**Required work**
Write the next part of the forum thread on stemming and lemmatizing German text, picking up right after its final sentence.

Maybe you need just a stemmer - to produce 'base form' for an inflected word - ?

In that case, you can check this.


Posted 2018-07-17T15:13:42.290

Reputation: 196

like for NER. But indeed, I wanted to use POSs for a lemmatizer: https://github.com/WZBSocialScienceCenter/germalemma

and spaCy's lemmatizer for german is very bad. Do you know about the accuarcy of this stemmer? Sounds interesting.

– Tido – 2018-07-17T18:38:04.307

Snowball is a stemmer so it does not produce lemma (base form) but a kind of 'simplified form' common to all inflected forms. That can lead to a non-existing forms like 'company' -> 'compani but it's enough to have a common form - common dictionary identifier for all inflected forms - for further processing, e.g. text classification. But it may be a bit awkward when you want to visualize results.

Having looked to Snowball for German, it does the same - tries to cut off typical suffixes for conjugation and declination et al.

**Extracted material**

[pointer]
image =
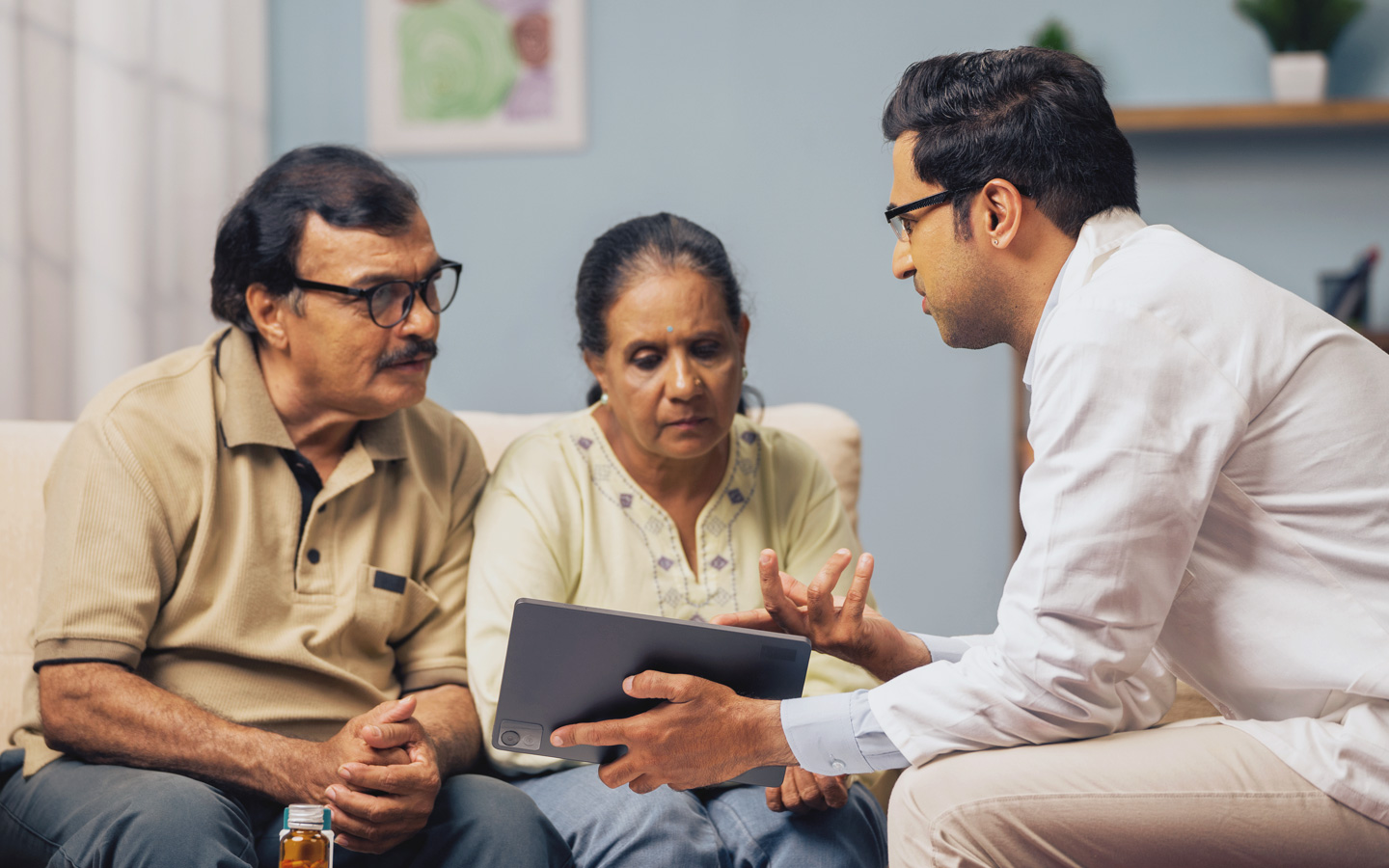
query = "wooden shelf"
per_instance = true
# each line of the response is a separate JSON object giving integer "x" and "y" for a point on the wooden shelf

**Result below**
E.g. Hunde -> Hund but also Katze, Katzen -> Katz. – MkL – 2018-07-18T16:47:04.053


Fortunately, you don't need unsupervised methods for PoS tagging for most languages, especially for German. There are semi or "weakly" supervised methods like mentioned old HMM/EM approaches, however there is new and quite fresh solution with Error-Correcting Output-Code classification: Weakly supervised POS tagging without disambiguation.

Of course the accuracy of fully supervised methods like LSTM is far far better from semi supervised, but due to known issues of fully supervised methods (eg. lot of manual work) people still try to find lazy approaches. Excellent accuracy always cause higher costs.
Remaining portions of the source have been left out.